• Aim of the exercise:
Would you return each entry exactly as written, omitting any pictures?

- Opening Delimiter -

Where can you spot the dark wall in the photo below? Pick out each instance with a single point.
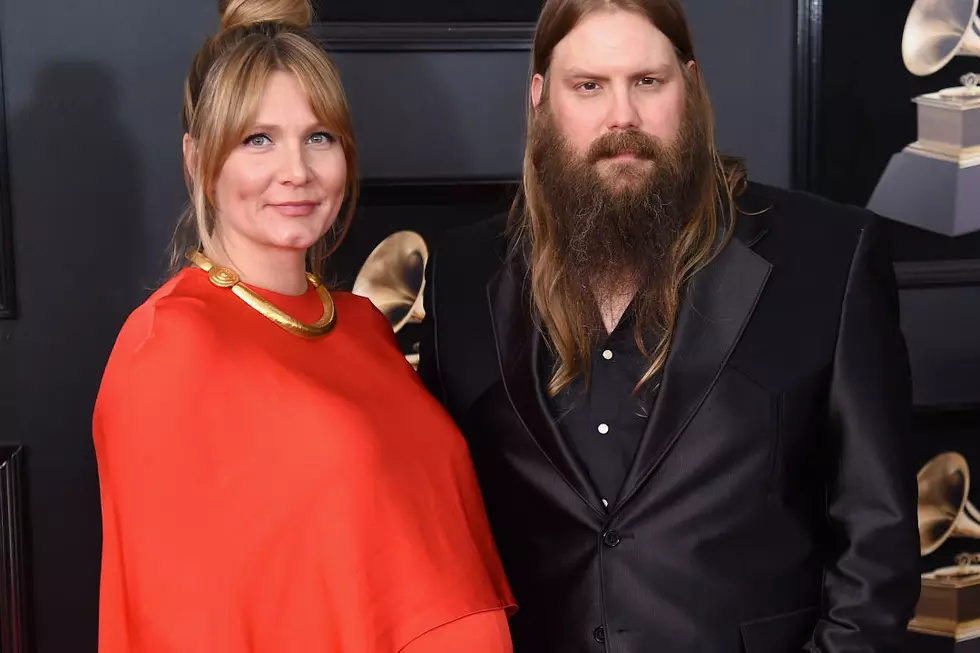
(92, 92)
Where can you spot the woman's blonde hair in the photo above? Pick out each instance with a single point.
(221, 98)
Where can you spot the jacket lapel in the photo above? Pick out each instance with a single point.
(518, 342)
(713, 314)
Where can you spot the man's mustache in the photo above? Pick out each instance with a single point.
(639, 144)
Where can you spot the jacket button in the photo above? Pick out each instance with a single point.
(599, 634)
(611, 538)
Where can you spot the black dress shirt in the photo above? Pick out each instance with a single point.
(604, 425)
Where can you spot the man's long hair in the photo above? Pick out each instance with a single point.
(534, 227)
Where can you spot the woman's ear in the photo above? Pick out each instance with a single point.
(190, 156)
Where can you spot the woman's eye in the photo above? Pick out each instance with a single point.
(257, 140)
(322, 138)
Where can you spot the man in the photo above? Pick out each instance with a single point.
(686, 396)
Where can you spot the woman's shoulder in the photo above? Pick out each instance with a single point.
(360, 313)
(178, 316)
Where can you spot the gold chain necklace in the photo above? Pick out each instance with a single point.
(224, 277)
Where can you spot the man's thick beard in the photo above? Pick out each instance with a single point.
(618, 230)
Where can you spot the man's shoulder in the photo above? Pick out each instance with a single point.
(800, 213)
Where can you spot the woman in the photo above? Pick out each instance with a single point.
(274, 477)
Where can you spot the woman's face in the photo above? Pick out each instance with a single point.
(283, 185)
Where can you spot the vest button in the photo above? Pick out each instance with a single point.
(611, 538)
(599, 634)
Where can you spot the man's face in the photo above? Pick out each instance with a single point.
(614, 72)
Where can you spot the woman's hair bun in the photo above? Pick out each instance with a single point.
(242, 13)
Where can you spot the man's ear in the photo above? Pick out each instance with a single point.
(190, 155)
(537, 89)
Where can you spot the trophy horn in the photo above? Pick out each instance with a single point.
(944, 506)
(393, 278)
(938, 30)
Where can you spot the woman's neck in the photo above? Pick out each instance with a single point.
(278, 270)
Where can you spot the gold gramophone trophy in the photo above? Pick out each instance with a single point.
(934, 183)
(949, 604)
(393, 278)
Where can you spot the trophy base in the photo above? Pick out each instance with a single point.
(947, 616)
(921, 643)
(931, 190)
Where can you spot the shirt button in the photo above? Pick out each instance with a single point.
(599, 634)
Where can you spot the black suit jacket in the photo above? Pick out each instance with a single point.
(770, 507)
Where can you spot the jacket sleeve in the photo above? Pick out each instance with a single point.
(871, 582)
(429, 368)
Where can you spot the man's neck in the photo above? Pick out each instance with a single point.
(613, 301)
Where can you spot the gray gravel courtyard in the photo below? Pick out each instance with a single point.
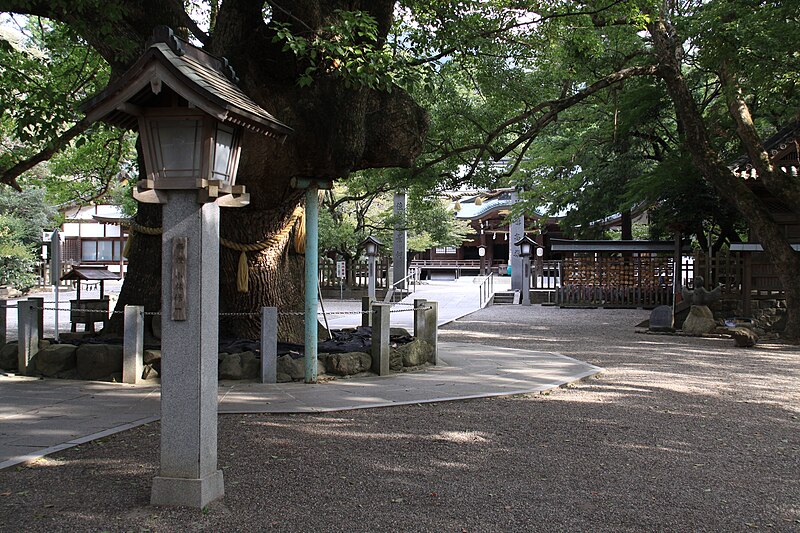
(679, 434)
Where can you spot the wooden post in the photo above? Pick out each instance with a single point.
(28, 345)
(133, 345)
(747, 284)
(3, 325)
(380, 339)
(269, 344)
(419, 317)
(366, 311)
(431, 329)
(37, 304)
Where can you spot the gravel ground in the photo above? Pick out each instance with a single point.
(679, 434)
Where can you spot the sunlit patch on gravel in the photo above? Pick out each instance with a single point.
(461, 437)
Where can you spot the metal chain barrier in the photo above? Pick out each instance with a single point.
(253, 314)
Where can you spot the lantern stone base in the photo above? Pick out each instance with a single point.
(198, 493)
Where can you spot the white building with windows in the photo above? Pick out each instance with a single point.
(93, 235)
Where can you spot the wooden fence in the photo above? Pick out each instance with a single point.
(640, 281)
(356, 274)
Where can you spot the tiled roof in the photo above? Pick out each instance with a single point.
(200, 78)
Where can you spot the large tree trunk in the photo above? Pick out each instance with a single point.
(733, 189)
(337, 130)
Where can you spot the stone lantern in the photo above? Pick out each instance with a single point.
(371, 245)
(525, 245)
(190, 115)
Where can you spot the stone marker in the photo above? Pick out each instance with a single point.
(133, 347)
(662, 319)
(269, 345)
(743, 337)
(3, 323)
(380, 339)
(700, 321)
(28, 326)
(366, 311)
(38, 309)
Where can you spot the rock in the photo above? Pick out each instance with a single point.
(156, 326)
(8, 292)
(9, 358)
(700, 321)
(251, 365)
(415, 353)
(72, 373)
(395, 360)
(743, 337)
(238, 365)
(98, 361)
(347, 364)
(149, 372)
(399, 332)
(294, 368)
(55, 359)
(662, 319)
(230, 366)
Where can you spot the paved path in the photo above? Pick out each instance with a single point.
(39, 417)
(455, 298)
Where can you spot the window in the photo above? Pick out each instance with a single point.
(101, 250)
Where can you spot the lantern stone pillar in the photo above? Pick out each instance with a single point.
(190, 281)
(190, 115)
(400, 241)
(515, 260)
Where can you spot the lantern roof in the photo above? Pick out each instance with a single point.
(371, 239)
(203, 80)
(523, 240)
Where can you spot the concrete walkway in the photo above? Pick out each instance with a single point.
(40, 417)
(455, 298)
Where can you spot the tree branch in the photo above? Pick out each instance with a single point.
(9, 176)
(508, 27)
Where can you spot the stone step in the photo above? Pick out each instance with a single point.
(505, 298)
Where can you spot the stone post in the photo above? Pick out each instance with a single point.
(380, 339)
(3, 323)
(27, 328)
(312, 282)
(400, 241)
(188, 473)
(38, 310)
(133, 345)
(517, 232)
(419, 318)
(431, 329)
(269, 345)
(366, 311)
(371, 276)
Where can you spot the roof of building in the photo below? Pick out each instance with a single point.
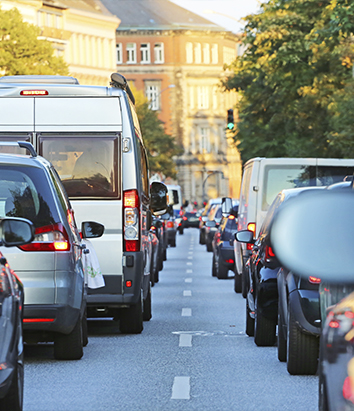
(157, 15)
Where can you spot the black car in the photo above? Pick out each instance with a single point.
(263, 267)
(14, 232)
(223, 252)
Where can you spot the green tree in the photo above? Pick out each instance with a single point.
(289, 78)
(20, 50)
(161, 147)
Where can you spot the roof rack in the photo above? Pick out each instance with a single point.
(120, 81)
(39, 79)
(23, 144)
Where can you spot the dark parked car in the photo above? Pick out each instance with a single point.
(13, 232)
(263, 267)
(223, 252)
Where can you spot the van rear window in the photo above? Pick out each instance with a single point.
(87, 165)
(277, 178)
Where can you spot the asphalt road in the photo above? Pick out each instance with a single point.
(192, 355)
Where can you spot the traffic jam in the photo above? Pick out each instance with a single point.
(85, 235)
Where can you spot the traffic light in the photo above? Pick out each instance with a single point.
(230, 119)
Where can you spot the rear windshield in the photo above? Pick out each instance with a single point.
(25, 192)
(87, 165)
(277, 178)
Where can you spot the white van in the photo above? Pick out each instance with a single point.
(264, 178)
(92, 137)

- Closing Delimiter -

• Your solution:
Where can you spot the dark wall in the photo below? Pick out each instance with a single point.
(92, 92)
Where can you spot the woman's blonde hair in the photo above? Pick out each instance with a single point.
(221, 98)
Where can you spot the jacket lapel in the photo above? Pick out each instance with a single point.
(518, 342)
(713, 314)
Where can you spot the man's mustache in the photo above? Pick out each instance with a single point.
(639, 144)
Where can you spot the jacket button in the photo above? Pick out each instance with a single point.
(599, 634)
(611, 538)
Where can you spot the black dress shirt in the photo above? Pick out each instance with a single point.
(604, 425)
Where can you spot the man's long hair in the photo above? Pick out each instance with a single point.
(534, 227)
Where can you spot the woman's ear in the photo above? Pick out each instance with a single point.
(190, 156)
Where can you spot the woman's eye in the photo above? Pick out each instance with a single point.
(257, 140)
(322, 138)
Where can you spot the man in the photo above? Pick out each instance with a single point.
(686, 396)
Where can you spot the woman's shoulder in the photo above? Pick out each instance with a single point.
(360, 313)
(178, 316)
Where can you spot the gold chain necklace in the photo above? Pick out each instance with a single point.
(224, 277)
Where can you spot the man's thick beard in the photo above? Pick out each instance with a single point.
(618, 230)
Where can you spot the man's shoulder in the photo above? Pick out each instance with a single point.
(800, 213)
Where can you spot the woman in the photo above? Pick out each instance with a single point.
(274, 477)
Where can you spot the woman's face in the photo above? Pick out each instance with a single point.
(283, 185)
Where can you spot the vest button in the photo above? Pick out each instance with a single point.
(611, 538)
(599, 634)
Where can you spot the man's face in the photo above? Pick out each instance with a single point.
(614, 72)
Where can you spot the woman's hair bun in the photo above? Pick out each instance with a single point.
(242, 13)
Where can you spot the man's ear in the photo above? Pick out each instance with a single point.
(190, 155)
(537, 89)
Where can you spot the trophy horn in the photo above? Pick out each instance with a single point.
(944, 506)
(393, 278)
(938, 30)
Where can you spot the woman's neck in the photo above? Pick out each instance with a single point.
(278, 270)
Where can you spot the gold gramophone trophy in the photo above? Pick out each instance with a single point.
(934, 183)
(949, 604)
(393, 278)
Where can you spot the trophy base in the photo above? Pick out each instance with a single point.
(947, 616)
(921, 643)
(931, 190)
Where can you spot the shirt button in the photo above? Pick out each instance with a single point.
(599, 634)
Where can you spot the black suit jacket in the photo above? Pick out each instance with a single point.
(770, 507)
Where can you spot the jacket sleeve in the photo above? Pick out each instance with a single point.
(871, 582)
(429, 368)
Where can you spot the man's neck in the photo above? Pick out each instance with a single point.
(613, 301)
Where can you spot the gray gravel courtyard in the photo below? Pick out each instance with a single point.
(679, 434)
Where can you spot the wooden post in the photo above? Pick out each instance with a single point.
(28, 345)
(133, 345)
(747, 284)
(3, 325)
(380, 339)
(269, 344)
(419, 317)
(366, 311)
(431, 329)
(37, 304)
Where can you spot the gravel ground in the photo above? Pick out each instance with a single point.
(679, 434)
Where can you spot the sunlit patch on gravel in the photo above? Pick out each instance with a single point.
(461, 437)
Where can you spot the metal chain barrier in the photo above? Pick out each instance with a single point.
(253, 314)
Where can you spot the lantern stone base in the photo above? Pick out each instance with a single point.
(198, 493)
Where can you spot the white building with windows in the photo above? Pick out each instance with a single point.
(93, 235)
Where can you spot the wooden fence in the photo above? Pick out each instance with a single point.
(640, 281)
(356, 274)
Where can you spot the tiled roof in the photo above? Pick out each instance with a single point.
(200, 78)
Where can you spot the large tree trunk in the photo above? Pick out each instance with a single point.
(733, 189)
(337, 130)
Where can you spot the stone lantern in the photo above? Pick out each instance with a single point.
(371, 245)
(525, 245)
(190, 115)
Where can you spot the stone marker in the photo above? Pick out each instance with a single point.
(133, 347)
(662, 319)
(269, 345)
(743, 337)
(3, 323)
(380, 339)
(700, 321)
(28, 326)
(366, 311)
(38, 309)
Where can you spot the rock in the photo above? Pick out each instance with a single point.
(156, 326)
(8, 292)
(9, 358)
(700, 321)
(251, 365)
(415, 353)
(72, 373)
(395, 360)
(743, 337)
(238, 365)
(98, 361)
(347, 364)
(149, 372)
(399, 332)
(294, 368)
(55, 359)
(662, 319)
(230, 366)
Where can you spot the paved path in the photo above? Pick out each instance with a single point.
(39, 417)
(455, 298)
Where can you spot the window in the photo above? Pick out each instance with a single point.
(101, 250)
Where can you spot the lantern stone pillar in the photo above? Pick out each instance with a single point.
(190, 281)
(190, 115)
(400, 241)
(515, 260)
Where can you spot the lantern roof in the photo above? Pick out each instance with a single point.
(371, 239)
(203, 80)
(523, 240)
Where can you spot the concrete walkway in the photo above? Pick out each instance with a single point.
(40, 417)
(455, 298)
Where can you spot the tree branch in the photo above? Pick out each instance with a single point.
(9, 176)
(508, 27)
Where can you spot the stone step in the photo above? Pick out each instance with a single point.
(505, 298)
Where can you spot the stone post in the photo above? Pick out each instance with a single point.
(380, 339)
(3, 323)
(27, 328)
(312, 282)
(400, 241)
(188, 473)
(38, 310)
(133, 345)
(517, 232)
(419, 318)
(431, 329)
(269, 345)
(366, 311)
(371, 276)
Where can you spot the roof of building in the photo below? Pick out each instance with a single point.
(157, 15)
Where can you spot the black car in the photo above? Pick out each instance with a single point.
(263, 267)
(14, 232)
(223, 252)
Where can you spot the green tree in the photo above? Pick out each instance with a single point.
(289, 78)
(20, 50)
(161, 147)
Where can you spot the roof rack in the photo above? Pick out each instance with a single point.
(120, 81)
(39, 79)
(23, 144)
Where can you spot the dark parked car in the photo above? Pick out each instance with a single point.
(13, 232)
(263, 267)
(223, 252)
Where can you spot the van rear window in the photo above? Pick out each instance with a single point.
(87, 165)
(277, 178)
Where can you spot the asphalt road in the photo above? Pick out each instance with a single point.
(192, 355)
Where can you spot the traffic jam in the photo above? Pick out each instance with a single point.
(85, 235)
Where can you spot the traffic light in the photo above? Pick out each instance with a single point.
(230, 119)
Where can you spot the rear windshield in the photo above? Pick out each instance with a single point.
(25, 192)
(87, 165)
(277, 178)
Where can you spot the white van in the photo above? Pick out each instance with a single point.
(264, 178)
(92, 137)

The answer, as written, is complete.